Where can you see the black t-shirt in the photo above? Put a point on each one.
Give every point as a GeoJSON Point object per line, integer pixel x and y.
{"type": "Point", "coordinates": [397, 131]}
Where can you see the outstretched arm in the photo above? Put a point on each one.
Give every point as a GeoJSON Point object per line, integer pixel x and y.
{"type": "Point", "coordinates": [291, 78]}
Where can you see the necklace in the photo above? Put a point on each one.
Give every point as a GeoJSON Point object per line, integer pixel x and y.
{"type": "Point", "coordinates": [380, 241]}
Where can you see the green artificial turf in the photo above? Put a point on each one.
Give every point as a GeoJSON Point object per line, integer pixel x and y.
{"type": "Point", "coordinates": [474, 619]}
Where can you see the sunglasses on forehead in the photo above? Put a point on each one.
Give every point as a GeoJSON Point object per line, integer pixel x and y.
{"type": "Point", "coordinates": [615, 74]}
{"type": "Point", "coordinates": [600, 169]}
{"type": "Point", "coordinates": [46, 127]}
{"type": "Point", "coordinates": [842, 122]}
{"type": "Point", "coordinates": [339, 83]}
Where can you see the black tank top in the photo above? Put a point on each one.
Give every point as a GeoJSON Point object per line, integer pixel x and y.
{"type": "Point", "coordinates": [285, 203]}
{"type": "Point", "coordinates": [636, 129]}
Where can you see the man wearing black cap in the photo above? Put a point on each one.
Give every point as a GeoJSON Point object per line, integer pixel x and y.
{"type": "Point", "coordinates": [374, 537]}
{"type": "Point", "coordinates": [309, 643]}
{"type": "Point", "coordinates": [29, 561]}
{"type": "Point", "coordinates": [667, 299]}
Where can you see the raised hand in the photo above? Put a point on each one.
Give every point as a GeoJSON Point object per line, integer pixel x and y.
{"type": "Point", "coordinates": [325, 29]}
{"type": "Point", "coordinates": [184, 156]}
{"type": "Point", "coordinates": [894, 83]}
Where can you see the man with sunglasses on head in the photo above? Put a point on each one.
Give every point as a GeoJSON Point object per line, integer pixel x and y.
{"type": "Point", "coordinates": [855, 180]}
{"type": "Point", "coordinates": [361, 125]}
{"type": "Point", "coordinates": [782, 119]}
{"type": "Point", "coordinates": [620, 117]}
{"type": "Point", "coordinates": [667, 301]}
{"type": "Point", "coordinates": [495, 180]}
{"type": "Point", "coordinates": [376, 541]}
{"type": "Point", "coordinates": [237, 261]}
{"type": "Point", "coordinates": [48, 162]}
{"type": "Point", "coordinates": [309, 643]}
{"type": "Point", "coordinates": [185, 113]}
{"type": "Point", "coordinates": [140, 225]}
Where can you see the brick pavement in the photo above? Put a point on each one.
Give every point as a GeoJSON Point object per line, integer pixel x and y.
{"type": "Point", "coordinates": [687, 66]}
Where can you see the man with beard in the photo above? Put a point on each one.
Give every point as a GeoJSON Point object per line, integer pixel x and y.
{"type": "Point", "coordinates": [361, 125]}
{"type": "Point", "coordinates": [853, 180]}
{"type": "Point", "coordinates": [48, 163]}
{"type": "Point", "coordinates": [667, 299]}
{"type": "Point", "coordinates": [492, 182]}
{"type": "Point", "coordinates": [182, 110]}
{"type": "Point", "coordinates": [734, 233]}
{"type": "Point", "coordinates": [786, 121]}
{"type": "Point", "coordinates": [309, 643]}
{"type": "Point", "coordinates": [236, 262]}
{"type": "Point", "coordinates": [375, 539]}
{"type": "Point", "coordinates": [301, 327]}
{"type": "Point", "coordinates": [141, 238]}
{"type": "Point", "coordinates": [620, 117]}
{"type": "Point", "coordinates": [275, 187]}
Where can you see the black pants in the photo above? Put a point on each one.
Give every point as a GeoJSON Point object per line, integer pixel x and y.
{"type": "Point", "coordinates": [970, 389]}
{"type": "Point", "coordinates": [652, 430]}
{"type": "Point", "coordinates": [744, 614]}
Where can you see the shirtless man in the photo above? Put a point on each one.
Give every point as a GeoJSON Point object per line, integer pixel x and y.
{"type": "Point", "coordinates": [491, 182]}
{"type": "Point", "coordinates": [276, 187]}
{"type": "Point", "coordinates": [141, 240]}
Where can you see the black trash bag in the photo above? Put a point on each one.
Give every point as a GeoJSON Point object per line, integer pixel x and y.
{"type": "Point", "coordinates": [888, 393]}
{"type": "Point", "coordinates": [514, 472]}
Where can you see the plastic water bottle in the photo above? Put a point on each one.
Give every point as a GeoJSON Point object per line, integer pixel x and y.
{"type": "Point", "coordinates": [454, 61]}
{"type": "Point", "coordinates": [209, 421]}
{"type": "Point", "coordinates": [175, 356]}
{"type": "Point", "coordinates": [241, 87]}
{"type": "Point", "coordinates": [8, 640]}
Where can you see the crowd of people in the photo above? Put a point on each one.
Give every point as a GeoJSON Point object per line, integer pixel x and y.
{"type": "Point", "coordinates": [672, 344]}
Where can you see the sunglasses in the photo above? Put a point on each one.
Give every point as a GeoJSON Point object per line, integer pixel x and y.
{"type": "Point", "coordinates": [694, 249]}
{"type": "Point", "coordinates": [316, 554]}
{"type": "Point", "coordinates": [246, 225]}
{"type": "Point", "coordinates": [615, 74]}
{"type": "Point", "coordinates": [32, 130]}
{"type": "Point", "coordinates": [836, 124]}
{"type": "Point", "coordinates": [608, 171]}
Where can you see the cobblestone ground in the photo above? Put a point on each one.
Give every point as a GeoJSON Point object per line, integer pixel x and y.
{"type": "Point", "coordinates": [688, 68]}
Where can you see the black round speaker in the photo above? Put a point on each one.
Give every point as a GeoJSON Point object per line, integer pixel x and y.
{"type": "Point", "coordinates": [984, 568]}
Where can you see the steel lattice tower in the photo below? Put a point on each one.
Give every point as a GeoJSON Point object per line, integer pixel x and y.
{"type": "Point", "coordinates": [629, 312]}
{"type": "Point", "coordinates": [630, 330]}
■ ■ ■
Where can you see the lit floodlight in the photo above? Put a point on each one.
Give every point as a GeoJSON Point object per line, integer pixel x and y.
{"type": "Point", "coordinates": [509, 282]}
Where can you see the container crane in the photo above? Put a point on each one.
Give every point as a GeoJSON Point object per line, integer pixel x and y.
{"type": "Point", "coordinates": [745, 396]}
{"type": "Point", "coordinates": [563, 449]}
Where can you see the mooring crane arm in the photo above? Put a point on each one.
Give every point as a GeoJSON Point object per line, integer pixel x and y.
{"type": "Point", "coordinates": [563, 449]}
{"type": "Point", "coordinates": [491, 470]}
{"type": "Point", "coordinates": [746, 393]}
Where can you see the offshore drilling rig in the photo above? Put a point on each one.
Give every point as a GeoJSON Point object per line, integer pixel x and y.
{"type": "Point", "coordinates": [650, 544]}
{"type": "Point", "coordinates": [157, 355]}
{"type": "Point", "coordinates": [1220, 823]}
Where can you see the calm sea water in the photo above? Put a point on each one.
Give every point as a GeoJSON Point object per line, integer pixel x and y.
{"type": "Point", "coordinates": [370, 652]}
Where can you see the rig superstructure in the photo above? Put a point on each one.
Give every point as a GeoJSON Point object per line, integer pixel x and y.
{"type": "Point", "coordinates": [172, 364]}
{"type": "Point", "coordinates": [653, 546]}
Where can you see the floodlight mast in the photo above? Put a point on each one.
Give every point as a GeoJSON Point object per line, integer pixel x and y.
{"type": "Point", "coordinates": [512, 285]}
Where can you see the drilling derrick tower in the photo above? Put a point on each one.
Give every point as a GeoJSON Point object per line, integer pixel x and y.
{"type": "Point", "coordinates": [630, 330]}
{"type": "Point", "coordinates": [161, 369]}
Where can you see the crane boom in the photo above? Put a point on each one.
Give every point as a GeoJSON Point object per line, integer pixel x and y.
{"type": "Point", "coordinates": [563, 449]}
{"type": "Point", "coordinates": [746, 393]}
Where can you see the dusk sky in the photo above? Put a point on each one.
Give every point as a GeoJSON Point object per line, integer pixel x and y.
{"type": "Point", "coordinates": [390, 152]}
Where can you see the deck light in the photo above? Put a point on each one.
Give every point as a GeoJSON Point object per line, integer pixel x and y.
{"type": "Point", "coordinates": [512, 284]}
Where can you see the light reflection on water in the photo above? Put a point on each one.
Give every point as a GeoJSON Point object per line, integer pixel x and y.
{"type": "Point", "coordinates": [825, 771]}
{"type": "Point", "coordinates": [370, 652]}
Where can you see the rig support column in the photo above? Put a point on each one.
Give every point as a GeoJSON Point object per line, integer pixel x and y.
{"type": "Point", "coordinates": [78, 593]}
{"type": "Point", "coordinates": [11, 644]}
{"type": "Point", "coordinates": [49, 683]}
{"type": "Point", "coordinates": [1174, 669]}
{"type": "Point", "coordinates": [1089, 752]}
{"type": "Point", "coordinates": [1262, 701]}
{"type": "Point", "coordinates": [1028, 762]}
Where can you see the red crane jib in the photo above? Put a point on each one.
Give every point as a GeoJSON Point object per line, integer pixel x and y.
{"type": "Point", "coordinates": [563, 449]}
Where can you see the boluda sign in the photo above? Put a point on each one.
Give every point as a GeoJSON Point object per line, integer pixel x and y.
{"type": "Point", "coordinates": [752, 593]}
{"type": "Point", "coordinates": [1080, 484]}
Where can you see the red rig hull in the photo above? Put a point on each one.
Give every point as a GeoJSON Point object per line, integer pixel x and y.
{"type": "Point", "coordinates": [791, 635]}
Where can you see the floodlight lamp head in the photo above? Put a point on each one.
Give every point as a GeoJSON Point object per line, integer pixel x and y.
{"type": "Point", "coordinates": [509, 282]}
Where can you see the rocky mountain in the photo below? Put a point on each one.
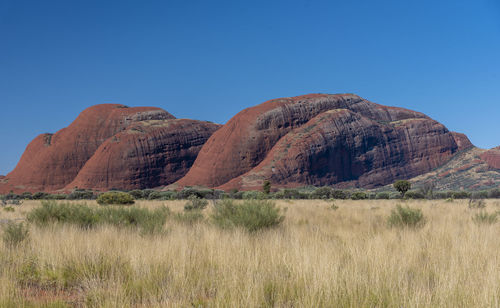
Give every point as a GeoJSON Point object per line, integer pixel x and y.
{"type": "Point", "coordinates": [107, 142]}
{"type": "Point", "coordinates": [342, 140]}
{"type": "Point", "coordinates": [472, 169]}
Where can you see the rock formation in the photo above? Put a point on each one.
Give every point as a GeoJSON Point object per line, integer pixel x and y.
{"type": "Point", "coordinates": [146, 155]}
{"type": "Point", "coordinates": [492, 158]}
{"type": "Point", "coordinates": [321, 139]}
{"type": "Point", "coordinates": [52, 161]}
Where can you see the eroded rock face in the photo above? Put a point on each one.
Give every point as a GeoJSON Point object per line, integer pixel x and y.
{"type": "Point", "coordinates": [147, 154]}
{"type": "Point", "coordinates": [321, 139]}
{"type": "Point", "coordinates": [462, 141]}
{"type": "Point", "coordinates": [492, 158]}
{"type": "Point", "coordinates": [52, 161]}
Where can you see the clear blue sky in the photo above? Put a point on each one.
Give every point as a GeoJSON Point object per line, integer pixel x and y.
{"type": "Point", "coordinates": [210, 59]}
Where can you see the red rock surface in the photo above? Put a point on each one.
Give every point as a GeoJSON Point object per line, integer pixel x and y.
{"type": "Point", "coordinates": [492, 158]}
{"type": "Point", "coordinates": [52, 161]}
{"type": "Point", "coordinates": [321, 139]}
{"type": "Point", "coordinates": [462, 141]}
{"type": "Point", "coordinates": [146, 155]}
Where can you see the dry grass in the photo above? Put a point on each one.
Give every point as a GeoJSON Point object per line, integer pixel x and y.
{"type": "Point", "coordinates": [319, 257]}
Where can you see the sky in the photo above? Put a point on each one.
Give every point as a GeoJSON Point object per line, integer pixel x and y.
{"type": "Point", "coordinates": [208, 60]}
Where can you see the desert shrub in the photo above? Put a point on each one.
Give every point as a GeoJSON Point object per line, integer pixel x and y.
■ ■ ■
(To do): State how many lines of the items above contain the string "sunglasses", where case counts. Reply with the number alone.

(Reply to the exercise): 3